» MATERIAL PROVIDED
----------------

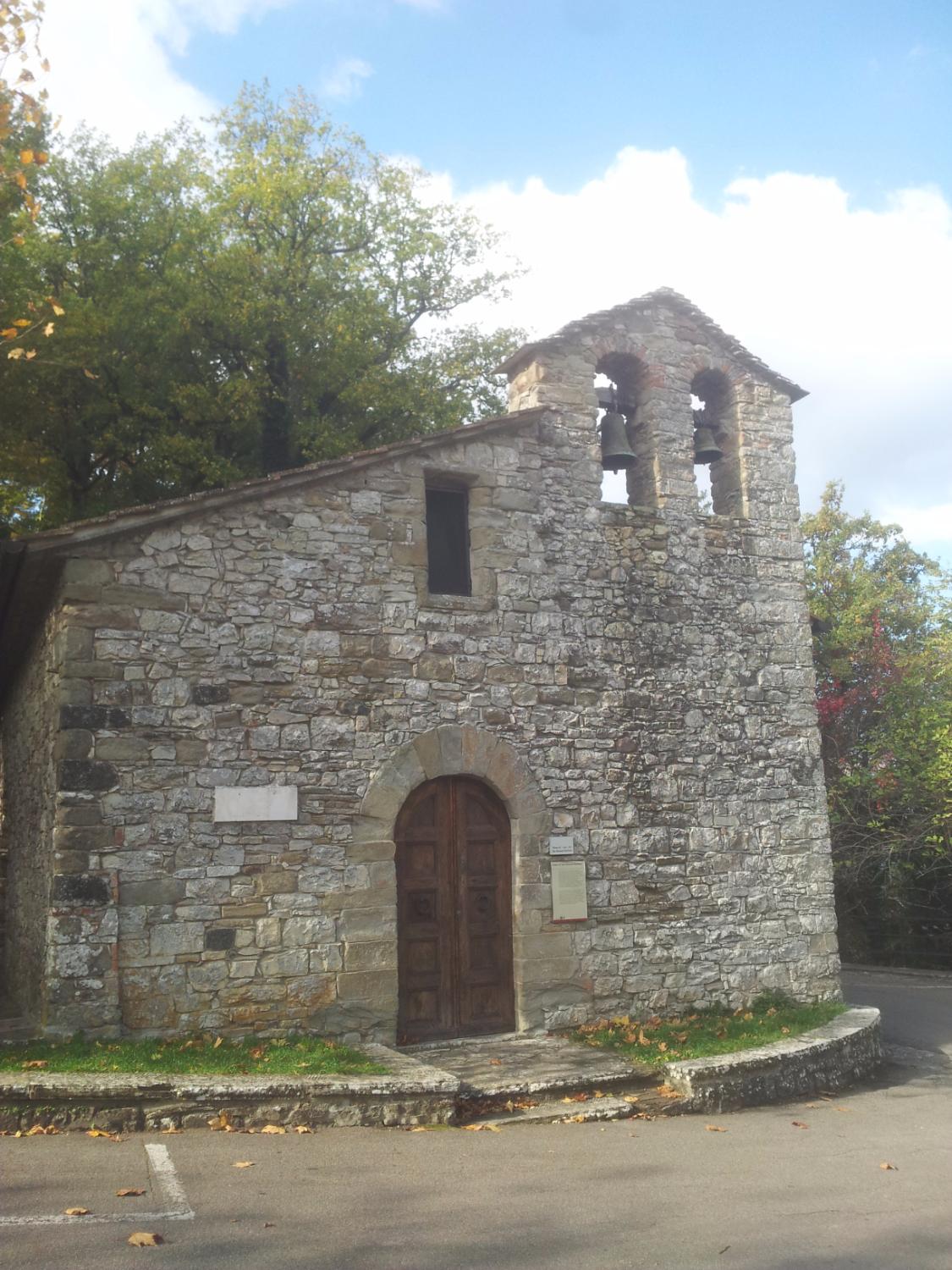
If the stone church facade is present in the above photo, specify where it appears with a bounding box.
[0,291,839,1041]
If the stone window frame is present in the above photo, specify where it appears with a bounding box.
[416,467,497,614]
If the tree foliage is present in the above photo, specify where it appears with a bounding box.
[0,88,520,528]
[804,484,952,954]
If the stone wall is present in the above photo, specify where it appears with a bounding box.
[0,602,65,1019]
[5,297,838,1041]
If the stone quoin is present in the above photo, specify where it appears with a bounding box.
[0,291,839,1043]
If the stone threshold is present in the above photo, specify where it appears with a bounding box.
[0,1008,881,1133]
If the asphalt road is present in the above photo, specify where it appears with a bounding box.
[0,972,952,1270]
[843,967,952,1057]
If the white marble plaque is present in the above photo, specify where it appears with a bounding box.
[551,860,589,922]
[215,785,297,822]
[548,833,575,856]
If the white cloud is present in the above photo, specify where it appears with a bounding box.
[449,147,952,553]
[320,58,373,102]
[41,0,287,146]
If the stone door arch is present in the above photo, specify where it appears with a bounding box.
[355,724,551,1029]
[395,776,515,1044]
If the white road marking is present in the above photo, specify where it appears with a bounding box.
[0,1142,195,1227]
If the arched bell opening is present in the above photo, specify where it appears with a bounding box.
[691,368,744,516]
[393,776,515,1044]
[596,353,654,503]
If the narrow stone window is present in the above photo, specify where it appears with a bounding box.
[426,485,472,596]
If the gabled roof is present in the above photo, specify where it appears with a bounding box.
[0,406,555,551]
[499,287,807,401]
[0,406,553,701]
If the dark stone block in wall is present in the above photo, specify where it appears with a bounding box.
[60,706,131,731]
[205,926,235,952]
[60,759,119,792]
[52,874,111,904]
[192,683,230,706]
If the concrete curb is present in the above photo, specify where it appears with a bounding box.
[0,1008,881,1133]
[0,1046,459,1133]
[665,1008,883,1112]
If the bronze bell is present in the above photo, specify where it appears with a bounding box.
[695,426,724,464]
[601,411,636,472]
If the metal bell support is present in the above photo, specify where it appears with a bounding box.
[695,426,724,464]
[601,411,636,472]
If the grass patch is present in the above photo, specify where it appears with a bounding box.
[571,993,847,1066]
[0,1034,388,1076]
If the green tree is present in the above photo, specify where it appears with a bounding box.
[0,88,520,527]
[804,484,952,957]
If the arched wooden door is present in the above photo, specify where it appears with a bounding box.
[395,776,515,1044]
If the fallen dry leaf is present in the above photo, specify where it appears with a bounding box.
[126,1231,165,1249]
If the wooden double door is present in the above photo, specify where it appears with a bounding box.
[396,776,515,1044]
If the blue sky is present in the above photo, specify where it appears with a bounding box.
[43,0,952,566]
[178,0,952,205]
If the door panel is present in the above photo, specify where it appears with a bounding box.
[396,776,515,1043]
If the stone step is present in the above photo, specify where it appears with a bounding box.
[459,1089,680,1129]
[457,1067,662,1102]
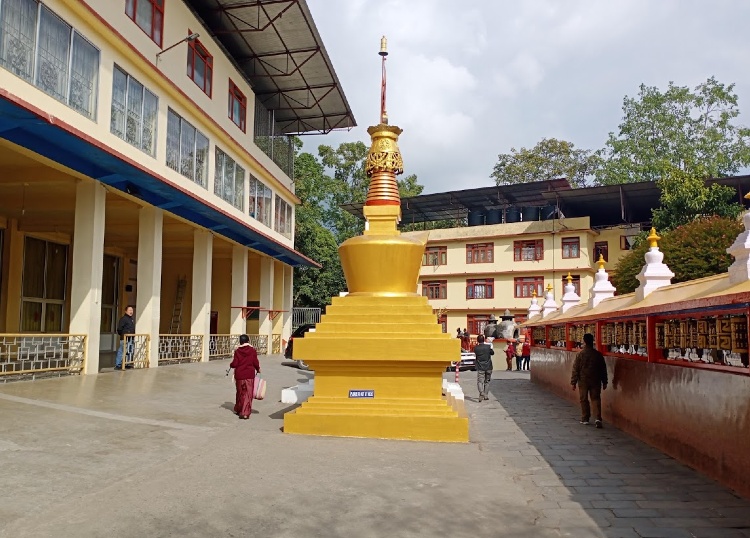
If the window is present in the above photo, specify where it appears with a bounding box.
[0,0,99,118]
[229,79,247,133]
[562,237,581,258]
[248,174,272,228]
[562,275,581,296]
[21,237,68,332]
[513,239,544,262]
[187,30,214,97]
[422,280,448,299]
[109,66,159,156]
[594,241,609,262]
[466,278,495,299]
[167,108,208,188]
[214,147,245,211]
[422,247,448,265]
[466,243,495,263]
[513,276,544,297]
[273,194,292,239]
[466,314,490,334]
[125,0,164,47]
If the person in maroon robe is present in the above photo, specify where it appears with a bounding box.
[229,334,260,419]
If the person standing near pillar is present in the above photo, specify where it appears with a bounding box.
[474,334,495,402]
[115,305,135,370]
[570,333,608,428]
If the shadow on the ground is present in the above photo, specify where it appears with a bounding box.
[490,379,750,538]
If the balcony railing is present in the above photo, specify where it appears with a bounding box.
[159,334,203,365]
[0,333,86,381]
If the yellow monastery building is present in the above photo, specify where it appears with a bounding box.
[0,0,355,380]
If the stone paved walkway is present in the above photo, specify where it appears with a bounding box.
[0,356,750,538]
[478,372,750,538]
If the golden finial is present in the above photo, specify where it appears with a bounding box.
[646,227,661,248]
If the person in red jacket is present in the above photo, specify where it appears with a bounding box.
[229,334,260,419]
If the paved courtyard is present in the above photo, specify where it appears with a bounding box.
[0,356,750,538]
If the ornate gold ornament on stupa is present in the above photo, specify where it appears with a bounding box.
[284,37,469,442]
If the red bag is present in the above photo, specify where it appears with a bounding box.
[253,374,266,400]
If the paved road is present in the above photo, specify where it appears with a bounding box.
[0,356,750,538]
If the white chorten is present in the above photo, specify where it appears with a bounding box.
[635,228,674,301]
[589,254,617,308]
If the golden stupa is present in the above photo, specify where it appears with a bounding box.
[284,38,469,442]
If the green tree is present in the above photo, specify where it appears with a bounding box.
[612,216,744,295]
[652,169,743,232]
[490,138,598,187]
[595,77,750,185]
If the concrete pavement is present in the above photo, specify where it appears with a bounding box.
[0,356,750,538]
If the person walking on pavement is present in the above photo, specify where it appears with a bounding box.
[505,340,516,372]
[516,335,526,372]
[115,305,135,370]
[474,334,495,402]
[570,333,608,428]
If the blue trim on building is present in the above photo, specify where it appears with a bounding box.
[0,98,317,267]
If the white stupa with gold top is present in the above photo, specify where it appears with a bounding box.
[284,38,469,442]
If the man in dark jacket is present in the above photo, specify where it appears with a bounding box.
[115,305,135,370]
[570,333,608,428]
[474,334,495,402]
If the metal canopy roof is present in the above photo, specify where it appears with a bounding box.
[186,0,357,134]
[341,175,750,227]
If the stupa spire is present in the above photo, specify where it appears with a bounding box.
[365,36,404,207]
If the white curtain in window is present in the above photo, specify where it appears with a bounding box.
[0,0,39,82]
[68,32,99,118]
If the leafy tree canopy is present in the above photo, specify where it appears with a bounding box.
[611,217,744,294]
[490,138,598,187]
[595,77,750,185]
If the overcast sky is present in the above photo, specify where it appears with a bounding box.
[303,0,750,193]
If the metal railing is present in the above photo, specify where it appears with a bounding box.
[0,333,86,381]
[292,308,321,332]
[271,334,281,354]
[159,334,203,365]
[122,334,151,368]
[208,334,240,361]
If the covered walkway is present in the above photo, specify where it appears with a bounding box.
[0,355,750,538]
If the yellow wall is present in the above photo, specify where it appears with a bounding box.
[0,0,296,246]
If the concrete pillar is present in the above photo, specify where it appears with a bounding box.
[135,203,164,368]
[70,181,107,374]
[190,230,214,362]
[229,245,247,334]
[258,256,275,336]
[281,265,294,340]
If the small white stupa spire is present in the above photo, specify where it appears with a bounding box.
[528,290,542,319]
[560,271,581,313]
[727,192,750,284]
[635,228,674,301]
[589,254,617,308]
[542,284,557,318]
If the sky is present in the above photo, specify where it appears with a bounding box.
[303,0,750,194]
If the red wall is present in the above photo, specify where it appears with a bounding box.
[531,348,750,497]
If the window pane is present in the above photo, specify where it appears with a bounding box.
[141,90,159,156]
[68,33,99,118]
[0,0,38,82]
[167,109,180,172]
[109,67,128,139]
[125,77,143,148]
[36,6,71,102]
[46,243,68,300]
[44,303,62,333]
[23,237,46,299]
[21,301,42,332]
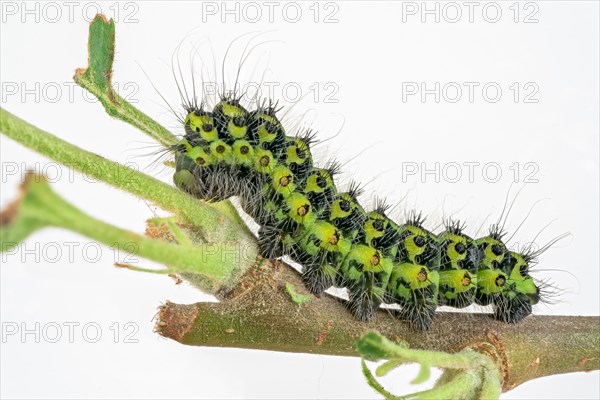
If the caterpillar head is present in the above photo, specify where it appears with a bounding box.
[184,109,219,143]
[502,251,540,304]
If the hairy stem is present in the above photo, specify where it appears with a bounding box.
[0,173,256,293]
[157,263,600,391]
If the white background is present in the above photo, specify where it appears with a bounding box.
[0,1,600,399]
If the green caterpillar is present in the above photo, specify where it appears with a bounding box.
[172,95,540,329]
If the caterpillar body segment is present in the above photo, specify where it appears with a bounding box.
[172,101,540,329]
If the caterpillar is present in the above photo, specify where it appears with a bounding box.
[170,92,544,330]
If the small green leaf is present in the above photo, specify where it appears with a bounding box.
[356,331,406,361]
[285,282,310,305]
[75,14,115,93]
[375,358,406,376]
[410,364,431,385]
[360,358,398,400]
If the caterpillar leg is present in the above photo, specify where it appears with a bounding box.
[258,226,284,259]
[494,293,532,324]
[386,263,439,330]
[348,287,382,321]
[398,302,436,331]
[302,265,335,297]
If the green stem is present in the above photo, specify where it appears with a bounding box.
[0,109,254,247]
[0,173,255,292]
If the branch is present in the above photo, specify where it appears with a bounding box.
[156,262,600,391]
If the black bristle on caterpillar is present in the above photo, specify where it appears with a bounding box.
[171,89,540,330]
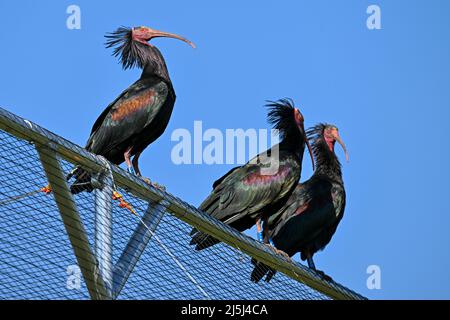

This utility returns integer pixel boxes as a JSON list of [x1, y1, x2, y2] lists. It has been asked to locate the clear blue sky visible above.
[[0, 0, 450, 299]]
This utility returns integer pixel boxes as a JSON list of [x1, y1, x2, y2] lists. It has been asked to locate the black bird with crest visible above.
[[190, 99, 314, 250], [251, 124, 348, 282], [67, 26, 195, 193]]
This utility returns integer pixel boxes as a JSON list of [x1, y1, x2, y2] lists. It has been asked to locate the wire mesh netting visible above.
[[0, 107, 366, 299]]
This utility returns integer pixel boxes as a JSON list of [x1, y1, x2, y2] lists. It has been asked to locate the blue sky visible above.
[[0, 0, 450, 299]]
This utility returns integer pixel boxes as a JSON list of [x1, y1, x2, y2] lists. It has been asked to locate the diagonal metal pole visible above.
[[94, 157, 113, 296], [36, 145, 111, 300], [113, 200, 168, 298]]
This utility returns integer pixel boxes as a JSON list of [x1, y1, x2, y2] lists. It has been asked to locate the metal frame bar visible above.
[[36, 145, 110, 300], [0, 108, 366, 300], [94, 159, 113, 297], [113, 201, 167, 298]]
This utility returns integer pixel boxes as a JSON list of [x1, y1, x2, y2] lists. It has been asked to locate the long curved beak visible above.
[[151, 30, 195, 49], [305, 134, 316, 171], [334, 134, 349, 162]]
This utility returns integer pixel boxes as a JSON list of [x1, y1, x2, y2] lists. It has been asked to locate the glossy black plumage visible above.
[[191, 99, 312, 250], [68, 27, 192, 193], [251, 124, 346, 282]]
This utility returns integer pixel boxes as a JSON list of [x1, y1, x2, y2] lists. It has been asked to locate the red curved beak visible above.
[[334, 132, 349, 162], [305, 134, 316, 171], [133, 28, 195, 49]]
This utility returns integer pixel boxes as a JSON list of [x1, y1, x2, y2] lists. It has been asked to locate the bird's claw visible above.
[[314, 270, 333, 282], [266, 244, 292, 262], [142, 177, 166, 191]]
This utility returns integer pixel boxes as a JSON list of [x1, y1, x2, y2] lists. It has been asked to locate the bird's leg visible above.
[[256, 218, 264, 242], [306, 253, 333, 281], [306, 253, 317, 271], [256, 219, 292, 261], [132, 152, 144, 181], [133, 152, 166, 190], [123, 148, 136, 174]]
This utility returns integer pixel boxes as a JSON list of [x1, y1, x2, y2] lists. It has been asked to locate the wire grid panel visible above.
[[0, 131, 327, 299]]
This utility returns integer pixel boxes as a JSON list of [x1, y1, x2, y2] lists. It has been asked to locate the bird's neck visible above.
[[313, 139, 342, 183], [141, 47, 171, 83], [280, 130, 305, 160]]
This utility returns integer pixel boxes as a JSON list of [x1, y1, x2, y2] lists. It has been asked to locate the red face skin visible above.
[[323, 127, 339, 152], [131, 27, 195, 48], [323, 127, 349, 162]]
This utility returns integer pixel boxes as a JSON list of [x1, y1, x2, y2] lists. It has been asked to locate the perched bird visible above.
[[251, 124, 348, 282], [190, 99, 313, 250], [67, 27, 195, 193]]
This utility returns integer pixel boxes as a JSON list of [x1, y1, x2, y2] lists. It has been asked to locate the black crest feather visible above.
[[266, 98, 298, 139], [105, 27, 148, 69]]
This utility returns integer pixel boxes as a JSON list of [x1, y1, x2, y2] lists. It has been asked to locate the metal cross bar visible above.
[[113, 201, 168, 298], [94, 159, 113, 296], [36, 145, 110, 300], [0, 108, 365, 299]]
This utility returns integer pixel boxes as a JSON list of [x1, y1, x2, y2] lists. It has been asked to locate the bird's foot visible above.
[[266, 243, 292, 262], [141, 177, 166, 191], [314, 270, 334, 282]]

----------------

» WHAT THIS TASK INVOLVES
Copy exactly the lines above, from the one containing "feather visible above." through the very last line.

» FINISHED TASK
This utility returns integer pixel boxes as a JSON list of [x1, y1, x2, y2] lists. It has been asked to locate the black crest feather visible above.
[[266, 98, 298, 139], [105, 27, 148, 69]]
This utility returns integer pixel boxes as a JSON list of [x1, y1, x2, y2] lists. It has been asked to locate the metal cross bar visible above.
[[113, 201, 168, 298], [94, 159, 113, 296], [36, 145, 110, 300], [0, 108, 365, 299]]
This utility returns integer pixel boxes as a JSON list of [x1, y1, x2, y2] lists. It has been asked to locate the bird's foot visible above.
[[266, 243, 292, 262], [141, 177, 166, 191], [314, 270, 334, 282]]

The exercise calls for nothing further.